------ PROVIDED INFORMATION
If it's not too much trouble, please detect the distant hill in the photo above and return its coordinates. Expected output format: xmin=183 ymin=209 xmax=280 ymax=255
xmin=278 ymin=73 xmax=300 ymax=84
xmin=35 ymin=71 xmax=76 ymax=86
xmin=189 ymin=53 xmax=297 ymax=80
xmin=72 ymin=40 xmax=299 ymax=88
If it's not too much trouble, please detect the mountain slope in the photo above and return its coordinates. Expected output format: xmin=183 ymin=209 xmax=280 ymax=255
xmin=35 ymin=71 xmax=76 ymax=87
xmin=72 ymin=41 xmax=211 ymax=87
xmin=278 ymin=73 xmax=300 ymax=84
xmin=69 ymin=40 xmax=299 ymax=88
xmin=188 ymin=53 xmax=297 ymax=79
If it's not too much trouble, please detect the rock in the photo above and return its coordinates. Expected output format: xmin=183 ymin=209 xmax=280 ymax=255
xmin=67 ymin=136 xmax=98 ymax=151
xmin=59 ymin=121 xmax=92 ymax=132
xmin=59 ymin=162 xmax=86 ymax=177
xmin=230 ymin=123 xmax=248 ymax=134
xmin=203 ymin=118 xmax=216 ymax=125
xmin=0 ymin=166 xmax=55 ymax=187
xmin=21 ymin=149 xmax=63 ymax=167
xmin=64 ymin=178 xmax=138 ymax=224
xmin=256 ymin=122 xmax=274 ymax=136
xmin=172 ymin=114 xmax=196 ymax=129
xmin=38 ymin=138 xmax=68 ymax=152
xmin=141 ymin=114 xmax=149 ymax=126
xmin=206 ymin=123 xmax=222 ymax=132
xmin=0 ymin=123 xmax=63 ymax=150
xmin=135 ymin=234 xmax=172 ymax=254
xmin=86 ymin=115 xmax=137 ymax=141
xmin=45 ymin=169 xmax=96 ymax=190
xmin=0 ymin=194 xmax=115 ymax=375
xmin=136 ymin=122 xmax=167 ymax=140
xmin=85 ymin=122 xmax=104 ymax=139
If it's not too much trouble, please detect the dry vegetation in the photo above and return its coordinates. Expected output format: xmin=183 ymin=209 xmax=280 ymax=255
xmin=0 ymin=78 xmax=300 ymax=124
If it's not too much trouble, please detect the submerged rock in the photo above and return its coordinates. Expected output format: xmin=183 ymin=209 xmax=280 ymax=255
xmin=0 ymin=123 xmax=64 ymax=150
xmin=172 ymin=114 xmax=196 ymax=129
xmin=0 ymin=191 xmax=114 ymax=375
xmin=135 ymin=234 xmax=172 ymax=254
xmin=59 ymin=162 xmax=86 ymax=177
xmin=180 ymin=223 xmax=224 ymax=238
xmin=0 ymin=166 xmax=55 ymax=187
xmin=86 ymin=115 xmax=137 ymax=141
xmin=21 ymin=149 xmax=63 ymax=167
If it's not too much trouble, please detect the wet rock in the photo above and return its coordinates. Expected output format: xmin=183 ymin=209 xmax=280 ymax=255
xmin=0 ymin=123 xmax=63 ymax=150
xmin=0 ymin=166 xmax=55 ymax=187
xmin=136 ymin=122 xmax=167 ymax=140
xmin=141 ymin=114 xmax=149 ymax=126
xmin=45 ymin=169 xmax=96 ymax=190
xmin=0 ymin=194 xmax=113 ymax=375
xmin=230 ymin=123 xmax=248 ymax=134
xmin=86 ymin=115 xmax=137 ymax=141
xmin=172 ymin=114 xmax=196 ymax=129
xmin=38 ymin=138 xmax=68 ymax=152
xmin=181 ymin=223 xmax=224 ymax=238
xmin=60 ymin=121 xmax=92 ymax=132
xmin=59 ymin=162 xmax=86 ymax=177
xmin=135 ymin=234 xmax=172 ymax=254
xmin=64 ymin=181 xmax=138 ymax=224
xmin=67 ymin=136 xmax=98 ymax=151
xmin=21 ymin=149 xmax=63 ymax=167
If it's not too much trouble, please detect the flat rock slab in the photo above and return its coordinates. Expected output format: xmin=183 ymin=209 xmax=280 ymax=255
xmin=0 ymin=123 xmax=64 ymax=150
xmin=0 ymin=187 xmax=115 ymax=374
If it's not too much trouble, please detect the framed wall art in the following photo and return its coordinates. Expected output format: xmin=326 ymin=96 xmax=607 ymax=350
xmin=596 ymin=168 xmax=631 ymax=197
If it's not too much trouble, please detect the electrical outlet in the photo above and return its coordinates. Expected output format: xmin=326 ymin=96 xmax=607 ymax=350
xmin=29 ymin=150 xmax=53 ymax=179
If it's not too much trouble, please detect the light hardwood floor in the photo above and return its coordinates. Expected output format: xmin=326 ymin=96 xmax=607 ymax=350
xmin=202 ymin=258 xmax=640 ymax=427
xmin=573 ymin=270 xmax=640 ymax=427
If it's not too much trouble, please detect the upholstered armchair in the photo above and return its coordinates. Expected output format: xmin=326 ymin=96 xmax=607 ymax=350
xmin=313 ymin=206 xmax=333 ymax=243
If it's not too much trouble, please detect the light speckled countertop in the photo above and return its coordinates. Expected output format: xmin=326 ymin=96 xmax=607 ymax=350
------------
→ WORK REQUIRED:
Reproduce all of the data above, swapping each occurrence of "Expected output format" for "Required output format" and keeping every other character the same.

→ THE COMPLETED TASK:
If it's not too much trouble, please detect the distant hill in the photo above and return its coordinates. Required output format: xmin=183 ymin=209 xmax=280 ymax=255
xmin=278 ymin=73 xmax=300 ymax=84
xmin=35 ymin=71 xmax=76 ymax=86
xmin=189 ymin=53 xmax=297 ymax=80
xmin=72 ymin=40 xmax=299 ymax=88
If it's not too much trouble, please detect the mountain slope in the photo above and return its coordinates. Required output format: xmin=183 ymin=209 xmax=280 ymax=255
xmin=35 ymin=71 xmax=76 ymax=87
xmin=72 ymin=41 xmax=211 ymax=87
xmin=278 ymin=73 xmax=300 ymax=84
xmin=69 ymin=40 xmax=299 ymax=88
xmin=188 ymin=53 xmax=297 ymax=79
If it's not too much trouble, please detect the rock in the photo above and return its coordinates. Required output format: xmin=183 ymin=209 xmax=280 ymax=255
xmin=67 ymin=136 xmax=98 ymax=151
xmin=59 ymin=121 xmax=92 ymax=132
xmin=59 ymin=162 xmax=86 ymax=177
xmin=230 ymin=123 xmax=248 ymax=134
xmin=203 ymin=118 xmax=216 ymax=125
xmin=0 ymin=166 xmax=55 ymax=187
xmin=21 ymin=149 xmax=63 ymax=167
xmin=64 ymin=178 xmax=138 ymax=224
xmin=256 ymin=122 xmax=274 ymax=136
xmin=172 ymin=114 xmax=196 ymax=129
xmin=38 ymin=138 xmax=68 ymax=152
xmin=141 ymin=114 xmax=149 ymax=126
xmin=206 ymin=123 xmax=222 ymax=132
xmin=0 ymin=123 xmax=63 ymax=150
xmin=135 ymin=234 xmax=172 ymax=254
xmin=86 ymin=115 xmax=137 ymax=141
xmin=45 ymin=169 xmax=96 ymax=190
xmin=0 ymin=194 xmax=115 ymax=375
xmin=136 ymin=122 xmax=167 ymax=140
xmin=85 ymin=122 xmax=104 ymax=139
If it's not too much trouble, please detect the dry vegetation in the photo above and return its coordinates. Required output format: xmin=183 ymin=209 xmax=280 ymax=255
xmin=0 ymin=78 xmax=300 ymax=124
If it's not too much trouble, please detect the submerged rock in the photo above and return its coordinates. Required output format: xmin=183 ymin=209 xmax=280 ymax=255
xmin=0 ymin=123 xmax=64 ymax=150
xmin=172 ymin=114 xmax=196 ymax=129
xmin=0 ymin=191 xmax=114 ymax=375
xmin=135 ymin=234 xmax=172 ymax=254
xmin=59 ymin=162 xmax=86 ymax=177
xmin=180 ymin=223 xmax=224 ymax=238
xmin=0 ymin=166 xmax=55 ymax=187
xmin=86 ymin=115 xmax=137 ymax=141
xmin=21 ymin=149 xmax=63 ymax=167
If it's not too much trouble, please detect the wet rock in the photo above and return its coordinates. Required output format: xmin=183 ymin=209 xmax=280 ymax=255
xmin=0 ymin=123 xmax=63 ymax=150
xmin=0 ymin=166 xmax=55 ymax=187
xmin=136 ymin=122 xmax=167 ymax=140
xmin=141 ymin=114 xmax=149 ymax=126
xmin=45 ymin=169 xmax=96 ymax=190
xmin=0 ymin=194 xmax=113 ymax=375
xmin=230 ymin=123 xmax=248 ymax=134
xmin=86 ymin=115 xmax=137 ymax=141
xmin=172 ymin=114 xmax=196 ymax=129
xmin=38 ymin=138 xmax=68 ymax=152
xmin=181 ymin=223 xmax=224 ymax=238
xmin=60 ymin=121 xmax=92 ymax=132
xmin=59 ymin=162 xmax=86 ymax=177
xmin=135 ymin=234 xmax=172 ymax=254
xmin=64 ymin=181 xmax=138 ymax=224
xmin=67 ymin=136 xmax=98 ymax=151
xmin=21 ymin=149 xmax=63 ymax=167
If it's not too much trouble, please detect the flat rock slab in the photo above and return its coordinates. Required output format: xmin=183 ymin=209 xmax=280 ymax=255
xmin=0 ymin=123 xmax=64 ymax=150
xmin=0 ymin=187 xmax=115 ymax=374
If it's not too much trouble, please detect the framed wall art in the following photo and return its coordinates. Required output format: xmin=326 ymin=96 xmax=607 ymax=350
xmin=596 ymin=168 xmax=631 ymax=197
If it's not too much trouble, please detect the electrical outlet in the photo above and return its coordinates. Required output format: xmin=326 ymin=96 xmax=607 ymax=350
xmin=29 ymin=150 xmax=53 ymax=179
If it's not too much trouble, please detect the light hardwood floor in the photo above and return its coordinates. Required output format: xmin=326 ymin=96 xmax=607 ymax=350
xmin=202 ymin=258 xmax=640 ymax=427
xmin=573 ymin=270 xmax=640 ymax=427
If it's not too much trouble, please detect the upholstered armchair in the photo above and return its coordinates. Required output format: xmin=326 ymin=96 xmax=607 ymax=350
xmin=313 ymin=206 xmax=333 ymax=243
If it's not too much trouble, please detect the light speckled countertop in the photo above and return its coordinates. Required output format: xmin=326 ymin=96 xmax=607 ymax=350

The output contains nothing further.